• What to produce:
Look through the material below and give the number of lines holding "white", with no other words.

┌─ Data for review

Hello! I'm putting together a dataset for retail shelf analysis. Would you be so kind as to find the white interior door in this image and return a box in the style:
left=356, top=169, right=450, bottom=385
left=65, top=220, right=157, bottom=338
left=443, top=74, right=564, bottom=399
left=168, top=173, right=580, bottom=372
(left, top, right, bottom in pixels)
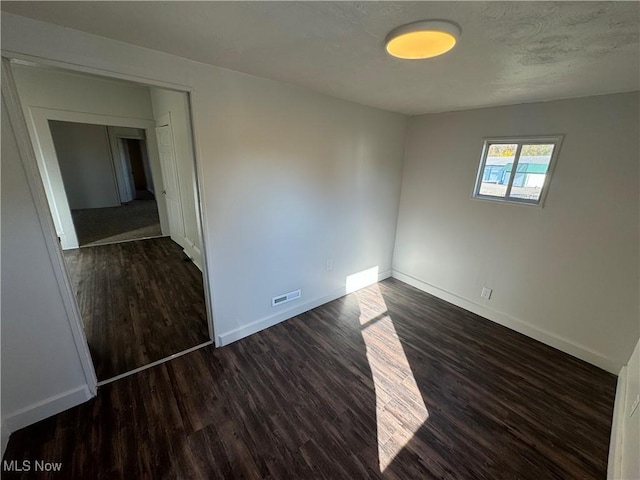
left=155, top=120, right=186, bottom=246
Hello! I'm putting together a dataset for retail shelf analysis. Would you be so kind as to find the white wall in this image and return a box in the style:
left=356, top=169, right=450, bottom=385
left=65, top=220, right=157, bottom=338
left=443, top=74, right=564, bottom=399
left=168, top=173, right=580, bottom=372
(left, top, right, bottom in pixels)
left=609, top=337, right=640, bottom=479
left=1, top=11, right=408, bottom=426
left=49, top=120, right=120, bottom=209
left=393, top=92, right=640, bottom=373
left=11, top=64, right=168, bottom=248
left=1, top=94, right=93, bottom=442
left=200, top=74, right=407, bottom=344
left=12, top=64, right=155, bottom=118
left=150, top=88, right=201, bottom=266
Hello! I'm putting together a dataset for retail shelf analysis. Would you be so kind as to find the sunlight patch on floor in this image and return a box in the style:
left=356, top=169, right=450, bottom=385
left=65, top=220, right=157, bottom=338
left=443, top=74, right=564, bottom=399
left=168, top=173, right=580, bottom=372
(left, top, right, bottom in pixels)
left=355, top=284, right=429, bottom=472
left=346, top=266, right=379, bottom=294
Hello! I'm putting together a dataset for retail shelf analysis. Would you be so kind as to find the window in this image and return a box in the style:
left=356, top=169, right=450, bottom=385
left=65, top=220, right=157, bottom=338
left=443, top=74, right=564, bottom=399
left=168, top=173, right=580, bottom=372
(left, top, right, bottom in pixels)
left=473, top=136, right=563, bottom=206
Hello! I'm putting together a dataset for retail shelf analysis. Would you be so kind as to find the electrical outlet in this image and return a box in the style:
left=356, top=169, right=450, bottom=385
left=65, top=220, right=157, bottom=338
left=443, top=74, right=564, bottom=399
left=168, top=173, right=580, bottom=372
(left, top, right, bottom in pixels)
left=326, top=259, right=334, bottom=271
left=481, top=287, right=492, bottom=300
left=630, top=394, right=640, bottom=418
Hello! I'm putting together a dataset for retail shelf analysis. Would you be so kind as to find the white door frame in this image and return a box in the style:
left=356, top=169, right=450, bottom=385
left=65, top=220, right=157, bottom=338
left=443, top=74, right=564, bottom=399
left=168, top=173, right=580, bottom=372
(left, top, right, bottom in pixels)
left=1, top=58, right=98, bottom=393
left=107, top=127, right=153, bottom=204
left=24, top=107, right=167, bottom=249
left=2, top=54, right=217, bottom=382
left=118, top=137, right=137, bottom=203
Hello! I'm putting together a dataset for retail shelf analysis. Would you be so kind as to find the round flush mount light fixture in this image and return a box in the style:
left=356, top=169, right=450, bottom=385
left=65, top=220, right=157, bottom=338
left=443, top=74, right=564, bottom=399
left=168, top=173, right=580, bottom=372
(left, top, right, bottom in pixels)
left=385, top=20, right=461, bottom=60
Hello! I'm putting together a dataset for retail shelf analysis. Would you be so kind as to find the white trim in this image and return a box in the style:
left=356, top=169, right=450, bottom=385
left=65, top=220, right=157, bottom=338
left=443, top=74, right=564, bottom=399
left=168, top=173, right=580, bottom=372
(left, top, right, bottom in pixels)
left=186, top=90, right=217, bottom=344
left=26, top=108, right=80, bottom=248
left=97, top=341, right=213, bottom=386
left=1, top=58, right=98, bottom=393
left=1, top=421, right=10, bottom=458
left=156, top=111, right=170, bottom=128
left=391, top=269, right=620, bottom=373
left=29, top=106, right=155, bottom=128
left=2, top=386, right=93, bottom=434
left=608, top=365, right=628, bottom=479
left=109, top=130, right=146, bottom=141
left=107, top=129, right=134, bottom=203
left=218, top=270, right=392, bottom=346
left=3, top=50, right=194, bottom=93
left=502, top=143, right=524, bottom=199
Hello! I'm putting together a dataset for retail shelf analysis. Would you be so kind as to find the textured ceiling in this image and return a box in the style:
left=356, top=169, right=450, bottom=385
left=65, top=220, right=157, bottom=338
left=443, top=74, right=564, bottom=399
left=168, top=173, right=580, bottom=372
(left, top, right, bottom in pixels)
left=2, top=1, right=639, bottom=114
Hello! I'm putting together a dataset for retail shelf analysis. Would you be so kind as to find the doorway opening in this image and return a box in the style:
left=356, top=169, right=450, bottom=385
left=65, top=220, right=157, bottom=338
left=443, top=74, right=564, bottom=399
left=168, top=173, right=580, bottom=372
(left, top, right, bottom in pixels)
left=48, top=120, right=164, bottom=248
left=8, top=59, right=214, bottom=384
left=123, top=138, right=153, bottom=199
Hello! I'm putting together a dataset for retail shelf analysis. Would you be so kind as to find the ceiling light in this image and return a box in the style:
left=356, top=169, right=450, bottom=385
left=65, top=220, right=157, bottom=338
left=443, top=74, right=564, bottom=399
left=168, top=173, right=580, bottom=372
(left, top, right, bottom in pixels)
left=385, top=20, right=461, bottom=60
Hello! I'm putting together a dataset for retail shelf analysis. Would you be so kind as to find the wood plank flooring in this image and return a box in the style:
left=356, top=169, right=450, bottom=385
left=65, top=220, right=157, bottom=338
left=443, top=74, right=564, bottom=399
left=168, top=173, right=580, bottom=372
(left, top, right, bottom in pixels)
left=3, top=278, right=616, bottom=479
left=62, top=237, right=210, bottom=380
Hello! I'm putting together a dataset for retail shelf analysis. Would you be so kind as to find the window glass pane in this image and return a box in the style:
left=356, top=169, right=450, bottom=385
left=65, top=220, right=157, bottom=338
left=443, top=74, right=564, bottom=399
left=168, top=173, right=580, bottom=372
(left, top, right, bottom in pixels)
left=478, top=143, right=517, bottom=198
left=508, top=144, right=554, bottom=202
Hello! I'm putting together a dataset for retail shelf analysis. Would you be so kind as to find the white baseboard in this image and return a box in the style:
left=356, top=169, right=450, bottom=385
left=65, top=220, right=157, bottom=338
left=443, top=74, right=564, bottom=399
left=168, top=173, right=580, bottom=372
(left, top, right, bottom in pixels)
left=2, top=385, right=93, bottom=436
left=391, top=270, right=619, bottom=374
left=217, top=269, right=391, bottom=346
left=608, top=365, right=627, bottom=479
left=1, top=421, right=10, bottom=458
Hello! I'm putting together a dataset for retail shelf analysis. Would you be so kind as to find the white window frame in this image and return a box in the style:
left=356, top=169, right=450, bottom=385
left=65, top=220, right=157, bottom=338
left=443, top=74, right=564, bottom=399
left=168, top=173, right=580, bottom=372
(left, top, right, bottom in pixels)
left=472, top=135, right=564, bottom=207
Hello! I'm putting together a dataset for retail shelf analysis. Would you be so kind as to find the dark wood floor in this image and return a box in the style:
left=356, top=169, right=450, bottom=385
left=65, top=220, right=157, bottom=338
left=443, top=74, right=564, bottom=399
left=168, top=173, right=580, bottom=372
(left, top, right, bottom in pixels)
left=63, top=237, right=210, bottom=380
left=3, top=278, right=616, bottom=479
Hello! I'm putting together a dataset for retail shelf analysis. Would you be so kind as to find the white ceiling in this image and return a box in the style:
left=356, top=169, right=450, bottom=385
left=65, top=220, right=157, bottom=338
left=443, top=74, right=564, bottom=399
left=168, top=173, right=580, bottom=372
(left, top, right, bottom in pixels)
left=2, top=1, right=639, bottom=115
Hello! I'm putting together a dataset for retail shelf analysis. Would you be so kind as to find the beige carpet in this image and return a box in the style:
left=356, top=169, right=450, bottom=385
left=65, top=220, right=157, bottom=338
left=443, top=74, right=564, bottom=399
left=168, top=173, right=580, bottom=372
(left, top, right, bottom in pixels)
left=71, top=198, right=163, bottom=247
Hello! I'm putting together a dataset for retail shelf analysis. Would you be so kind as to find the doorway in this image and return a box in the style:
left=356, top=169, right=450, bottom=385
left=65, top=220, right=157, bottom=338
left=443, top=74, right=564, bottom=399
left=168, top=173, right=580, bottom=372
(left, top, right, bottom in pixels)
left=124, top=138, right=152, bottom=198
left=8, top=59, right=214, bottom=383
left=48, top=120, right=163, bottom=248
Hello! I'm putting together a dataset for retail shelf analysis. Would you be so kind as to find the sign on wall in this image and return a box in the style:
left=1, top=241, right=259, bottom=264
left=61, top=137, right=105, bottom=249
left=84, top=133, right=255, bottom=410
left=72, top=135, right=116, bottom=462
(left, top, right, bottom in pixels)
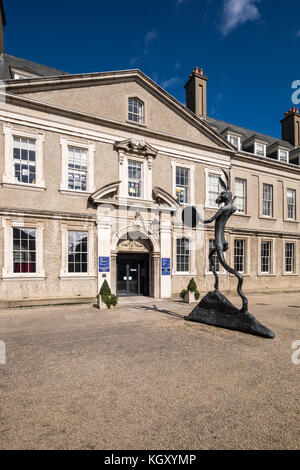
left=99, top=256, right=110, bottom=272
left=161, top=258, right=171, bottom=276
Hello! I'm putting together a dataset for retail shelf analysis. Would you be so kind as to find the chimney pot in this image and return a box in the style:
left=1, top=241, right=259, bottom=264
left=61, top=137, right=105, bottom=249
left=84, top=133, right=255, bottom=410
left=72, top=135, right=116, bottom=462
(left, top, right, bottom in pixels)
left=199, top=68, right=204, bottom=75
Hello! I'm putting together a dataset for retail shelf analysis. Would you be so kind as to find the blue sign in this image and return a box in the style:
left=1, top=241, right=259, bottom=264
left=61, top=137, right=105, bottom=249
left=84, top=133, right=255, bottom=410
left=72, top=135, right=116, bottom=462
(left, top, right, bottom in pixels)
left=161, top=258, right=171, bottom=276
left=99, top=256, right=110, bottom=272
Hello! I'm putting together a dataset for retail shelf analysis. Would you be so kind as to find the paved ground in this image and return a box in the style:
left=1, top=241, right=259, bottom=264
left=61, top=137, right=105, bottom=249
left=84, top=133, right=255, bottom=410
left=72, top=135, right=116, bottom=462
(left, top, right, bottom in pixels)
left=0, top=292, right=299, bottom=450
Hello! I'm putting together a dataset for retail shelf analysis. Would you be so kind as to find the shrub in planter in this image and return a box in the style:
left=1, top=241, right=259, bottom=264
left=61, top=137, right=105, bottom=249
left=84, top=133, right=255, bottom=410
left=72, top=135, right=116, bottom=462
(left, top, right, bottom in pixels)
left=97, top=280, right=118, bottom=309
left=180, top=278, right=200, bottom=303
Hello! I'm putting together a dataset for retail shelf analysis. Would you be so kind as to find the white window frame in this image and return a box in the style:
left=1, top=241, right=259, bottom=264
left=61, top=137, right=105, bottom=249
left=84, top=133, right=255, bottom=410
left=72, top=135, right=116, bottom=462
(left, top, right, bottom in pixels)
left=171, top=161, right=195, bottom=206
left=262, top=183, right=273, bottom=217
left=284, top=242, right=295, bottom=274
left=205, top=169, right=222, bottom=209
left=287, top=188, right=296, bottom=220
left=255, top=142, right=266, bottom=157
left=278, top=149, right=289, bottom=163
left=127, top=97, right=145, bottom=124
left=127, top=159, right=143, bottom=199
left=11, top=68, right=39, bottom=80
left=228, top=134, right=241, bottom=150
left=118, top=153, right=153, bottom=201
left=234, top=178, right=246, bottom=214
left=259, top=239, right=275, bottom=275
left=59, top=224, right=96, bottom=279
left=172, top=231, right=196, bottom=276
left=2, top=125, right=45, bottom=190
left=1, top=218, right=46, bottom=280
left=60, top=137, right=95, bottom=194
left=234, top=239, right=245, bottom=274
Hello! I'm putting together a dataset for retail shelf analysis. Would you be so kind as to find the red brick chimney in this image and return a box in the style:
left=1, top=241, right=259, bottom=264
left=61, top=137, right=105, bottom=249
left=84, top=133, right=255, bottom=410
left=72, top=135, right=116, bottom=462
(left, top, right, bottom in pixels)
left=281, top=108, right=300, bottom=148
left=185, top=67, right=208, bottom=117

└─
┌─ Data for review

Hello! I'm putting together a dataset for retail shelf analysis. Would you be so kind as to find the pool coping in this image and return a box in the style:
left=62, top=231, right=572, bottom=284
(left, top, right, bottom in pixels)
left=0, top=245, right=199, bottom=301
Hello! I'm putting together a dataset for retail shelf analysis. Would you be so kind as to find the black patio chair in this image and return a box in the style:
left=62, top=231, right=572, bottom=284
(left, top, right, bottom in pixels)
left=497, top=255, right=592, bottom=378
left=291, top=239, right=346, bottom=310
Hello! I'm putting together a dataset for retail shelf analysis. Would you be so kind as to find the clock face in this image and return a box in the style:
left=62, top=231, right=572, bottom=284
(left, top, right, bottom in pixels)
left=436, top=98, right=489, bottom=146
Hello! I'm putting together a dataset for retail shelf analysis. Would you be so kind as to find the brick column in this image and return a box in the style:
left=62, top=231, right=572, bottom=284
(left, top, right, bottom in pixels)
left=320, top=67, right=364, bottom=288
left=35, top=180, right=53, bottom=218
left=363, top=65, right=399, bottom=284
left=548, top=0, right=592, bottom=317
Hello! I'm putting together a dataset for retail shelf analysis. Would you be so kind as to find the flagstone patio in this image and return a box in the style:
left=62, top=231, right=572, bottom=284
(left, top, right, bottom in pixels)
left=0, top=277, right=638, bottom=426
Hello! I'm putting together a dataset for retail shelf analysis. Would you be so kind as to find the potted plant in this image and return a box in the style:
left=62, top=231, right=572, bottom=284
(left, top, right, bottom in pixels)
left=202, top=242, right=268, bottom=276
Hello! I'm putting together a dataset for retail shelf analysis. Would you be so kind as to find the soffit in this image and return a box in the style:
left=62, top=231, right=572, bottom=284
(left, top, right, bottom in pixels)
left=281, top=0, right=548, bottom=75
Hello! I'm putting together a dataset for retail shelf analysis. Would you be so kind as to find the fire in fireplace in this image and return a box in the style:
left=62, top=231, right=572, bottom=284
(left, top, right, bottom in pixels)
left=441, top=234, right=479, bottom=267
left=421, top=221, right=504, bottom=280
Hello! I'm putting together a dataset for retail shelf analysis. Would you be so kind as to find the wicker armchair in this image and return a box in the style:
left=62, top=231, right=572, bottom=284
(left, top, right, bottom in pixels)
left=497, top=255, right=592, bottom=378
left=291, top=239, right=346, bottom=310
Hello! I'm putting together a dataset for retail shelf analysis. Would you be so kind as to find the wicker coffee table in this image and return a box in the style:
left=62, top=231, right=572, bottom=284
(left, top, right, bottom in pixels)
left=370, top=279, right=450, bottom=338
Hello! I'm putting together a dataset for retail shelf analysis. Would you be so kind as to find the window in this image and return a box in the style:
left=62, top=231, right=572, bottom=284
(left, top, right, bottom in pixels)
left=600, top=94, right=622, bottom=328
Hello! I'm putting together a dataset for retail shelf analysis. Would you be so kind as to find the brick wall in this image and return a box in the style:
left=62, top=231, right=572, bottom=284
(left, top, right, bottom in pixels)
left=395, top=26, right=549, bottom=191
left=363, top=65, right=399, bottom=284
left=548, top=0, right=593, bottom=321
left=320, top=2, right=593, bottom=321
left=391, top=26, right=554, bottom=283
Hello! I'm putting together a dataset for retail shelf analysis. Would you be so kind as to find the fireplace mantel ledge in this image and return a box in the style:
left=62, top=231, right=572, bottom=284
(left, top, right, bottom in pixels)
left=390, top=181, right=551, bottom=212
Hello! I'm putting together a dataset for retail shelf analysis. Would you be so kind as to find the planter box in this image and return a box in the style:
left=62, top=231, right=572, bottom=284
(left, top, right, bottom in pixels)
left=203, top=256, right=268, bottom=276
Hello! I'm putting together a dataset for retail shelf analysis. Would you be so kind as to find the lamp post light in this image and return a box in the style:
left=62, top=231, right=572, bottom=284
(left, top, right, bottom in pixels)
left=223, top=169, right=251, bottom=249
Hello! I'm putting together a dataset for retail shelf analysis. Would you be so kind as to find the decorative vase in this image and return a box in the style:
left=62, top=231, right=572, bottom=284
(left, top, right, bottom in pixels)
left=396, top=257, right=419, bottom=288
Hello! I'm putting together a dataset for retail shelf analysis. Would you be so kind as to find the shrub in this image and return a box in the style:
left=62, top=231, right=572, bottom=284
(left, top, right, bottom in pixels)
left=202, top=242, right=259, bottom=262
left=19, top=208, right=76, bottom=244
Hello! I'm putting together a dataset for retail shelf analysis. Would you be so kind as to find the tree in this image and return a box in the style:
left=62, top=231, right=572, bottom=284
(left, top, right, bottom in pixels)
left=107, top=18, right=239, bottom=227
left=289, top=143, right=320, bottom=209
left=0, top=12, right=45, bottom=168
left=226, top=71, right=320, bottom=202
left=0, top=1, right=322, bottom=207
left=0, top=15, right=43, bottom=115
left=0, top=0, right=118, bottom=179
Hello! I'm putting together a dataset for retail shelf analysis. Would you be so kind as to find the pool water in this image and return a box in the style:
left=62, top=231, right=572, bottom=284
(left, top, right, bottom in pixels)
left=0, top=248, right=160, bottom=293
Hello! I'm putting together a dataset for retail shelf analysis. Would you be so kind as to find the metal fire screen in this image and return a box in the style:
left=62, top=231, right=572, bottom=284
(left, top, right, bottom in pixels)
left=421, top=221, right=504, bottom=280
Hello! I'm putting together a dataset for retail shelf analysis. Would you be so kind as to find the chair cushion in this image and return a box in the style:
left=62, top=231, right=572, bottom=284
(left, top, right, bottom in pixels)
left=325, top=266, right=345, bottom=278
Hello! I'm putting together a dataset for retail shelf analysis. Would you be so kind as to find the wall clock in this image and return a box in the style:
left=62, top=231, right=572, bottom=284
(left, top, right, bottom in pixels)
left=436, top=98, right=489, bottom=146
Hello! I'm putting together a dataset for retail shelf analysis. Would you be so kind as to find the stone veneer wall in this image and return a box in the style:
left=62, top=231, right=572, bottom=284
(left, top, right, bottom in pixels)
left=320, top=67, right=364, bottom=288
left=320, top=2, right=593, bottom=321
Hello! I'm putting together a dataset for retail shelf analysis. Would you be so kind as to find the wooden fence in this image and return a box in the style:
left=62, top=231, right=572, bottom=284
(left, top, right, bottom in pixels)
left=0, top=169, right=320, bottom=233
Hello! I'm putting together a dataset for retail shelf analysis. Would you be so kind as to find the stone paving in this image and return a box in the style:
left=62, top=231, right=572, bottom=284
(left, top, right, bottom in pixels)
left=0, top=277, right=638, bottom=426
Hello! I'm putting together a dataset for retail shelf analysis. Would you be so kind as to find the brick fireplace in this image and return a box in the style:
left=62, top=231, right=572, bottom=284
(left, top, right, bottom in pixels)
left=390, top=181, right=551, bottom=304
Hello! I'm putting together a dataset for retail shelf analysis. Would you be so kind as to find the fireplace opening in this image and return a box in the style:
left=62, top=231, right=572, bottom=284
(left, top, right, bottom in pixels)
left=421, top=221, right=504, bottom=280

└─

• Task answer:
8